ROWS =
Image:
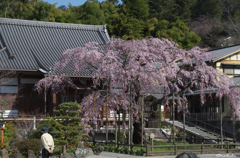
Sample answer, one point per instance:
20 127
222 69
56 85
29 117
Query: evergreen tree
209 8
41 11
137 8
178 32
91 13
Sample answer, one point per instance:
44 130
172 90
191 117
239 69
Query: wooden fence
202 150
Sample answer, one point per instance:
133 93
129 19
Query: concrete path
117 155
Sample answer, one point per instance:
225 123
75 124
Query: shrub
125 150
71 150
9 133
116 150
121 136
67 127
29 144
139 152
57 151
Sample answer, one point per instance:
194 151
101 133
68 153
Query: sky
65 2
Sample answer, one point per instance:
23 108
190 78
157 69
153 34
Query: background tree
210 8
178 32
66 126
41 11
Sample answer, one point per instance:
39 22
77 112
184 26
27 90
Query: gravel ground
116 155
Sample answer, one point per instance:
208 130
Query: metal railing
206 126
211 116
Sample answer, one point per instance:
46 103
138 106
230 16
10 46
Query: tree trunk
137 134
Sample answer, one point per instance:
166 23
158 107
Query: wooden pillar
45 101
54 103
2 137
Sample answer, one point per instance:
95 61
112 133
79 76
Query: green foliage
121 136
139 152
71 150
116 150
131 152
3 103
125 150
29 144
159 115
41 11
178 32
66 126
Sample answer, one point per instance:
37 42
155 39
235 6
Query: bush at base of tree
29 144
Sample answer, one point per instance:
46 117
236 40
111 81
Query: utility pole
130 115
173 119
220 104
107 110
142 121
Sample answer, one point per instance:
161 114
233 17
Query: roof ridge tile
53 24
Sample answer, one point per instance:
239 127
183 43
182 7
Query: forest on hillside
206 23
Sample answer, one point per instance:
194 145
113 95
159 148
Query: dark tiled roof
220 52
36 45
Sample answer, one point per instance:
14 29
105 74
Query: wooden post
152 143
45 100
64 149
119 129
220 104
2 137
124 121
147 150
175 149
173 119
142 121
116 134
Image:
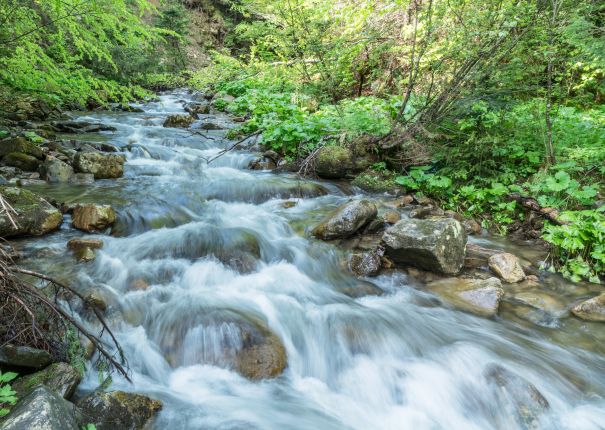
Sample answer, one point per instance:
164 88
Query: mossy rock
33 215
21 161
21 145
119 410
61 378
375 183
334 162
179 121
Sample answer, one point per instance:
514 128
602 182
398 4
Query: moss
==
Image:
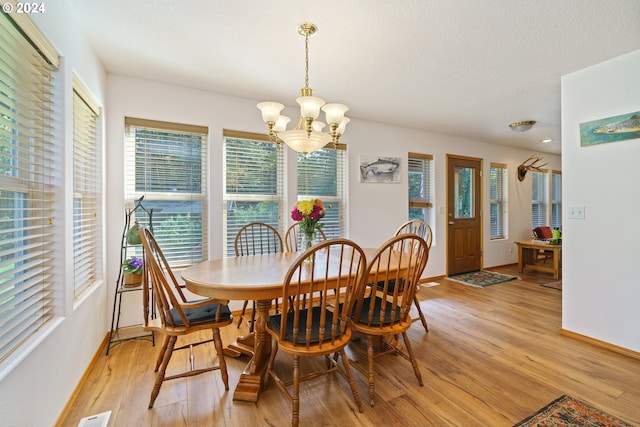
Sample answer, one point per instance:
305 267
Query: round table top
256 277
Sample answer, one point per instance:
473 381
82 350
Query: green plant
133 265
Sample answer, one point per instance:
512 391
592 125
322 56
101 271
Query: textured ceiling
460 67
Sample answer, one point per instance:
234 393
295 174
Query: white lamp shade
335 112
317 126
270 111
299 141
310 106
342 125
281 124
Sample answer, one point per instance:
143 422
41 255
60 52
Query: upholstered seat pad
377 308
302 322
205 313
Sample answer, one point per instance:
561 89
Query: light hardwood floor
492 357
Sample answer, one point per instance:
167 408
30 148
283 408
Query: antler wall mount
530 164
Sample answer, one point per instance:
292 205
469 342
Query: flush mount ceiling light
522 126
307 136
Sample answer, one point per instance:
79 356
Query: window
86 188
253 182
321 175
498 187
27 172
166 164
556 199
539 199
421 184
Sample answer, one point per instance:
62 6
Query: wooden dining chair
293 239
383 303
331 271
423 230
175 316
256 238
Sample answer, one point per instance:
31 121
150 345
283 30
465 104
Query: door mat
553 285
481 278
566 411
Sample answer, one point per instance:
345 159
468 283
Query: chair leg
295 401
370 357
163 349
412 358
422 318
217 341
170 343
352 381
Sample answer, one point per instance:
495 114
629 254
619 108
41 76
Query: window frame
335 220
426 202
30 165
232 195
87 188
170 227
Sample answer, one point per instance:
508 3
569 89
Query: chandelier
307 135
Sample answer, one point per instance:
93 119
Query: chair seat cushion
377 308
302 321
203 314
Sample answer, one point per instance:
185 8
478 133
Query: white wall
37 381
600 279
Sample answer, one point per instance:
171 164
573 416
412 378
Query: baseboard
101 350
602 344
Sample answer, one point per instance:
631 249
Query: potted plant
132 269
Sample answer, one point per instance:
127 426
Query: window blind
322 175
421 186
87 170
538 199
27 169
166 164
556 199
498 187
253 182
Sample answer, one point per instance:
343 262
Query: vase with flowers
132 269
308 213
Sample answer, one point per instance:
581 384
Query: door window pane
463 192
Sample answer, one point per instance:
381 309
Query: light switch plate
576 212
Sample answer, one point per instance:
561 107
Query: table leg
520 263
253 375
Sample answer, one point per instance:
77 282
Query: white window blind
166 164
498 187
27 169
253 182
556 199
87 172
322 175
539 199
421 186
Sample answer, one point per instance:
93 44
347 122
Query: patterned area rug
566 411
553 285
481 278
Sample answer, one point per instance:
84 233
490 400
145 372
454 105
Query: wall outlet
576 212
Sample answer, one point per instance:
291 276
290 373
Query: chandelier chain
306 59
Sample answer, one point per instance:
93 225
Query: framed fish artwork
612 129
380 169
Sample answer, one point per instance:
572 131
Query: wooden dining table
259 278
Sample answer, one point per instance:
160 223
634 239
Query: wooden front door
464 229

PROBLEM DETAILS =
Identify every line above that contains the word "table", and copy each of those lines.

RESULT OF THE TASK =
Query: round table top
Query: table leg
Query: wooden dining table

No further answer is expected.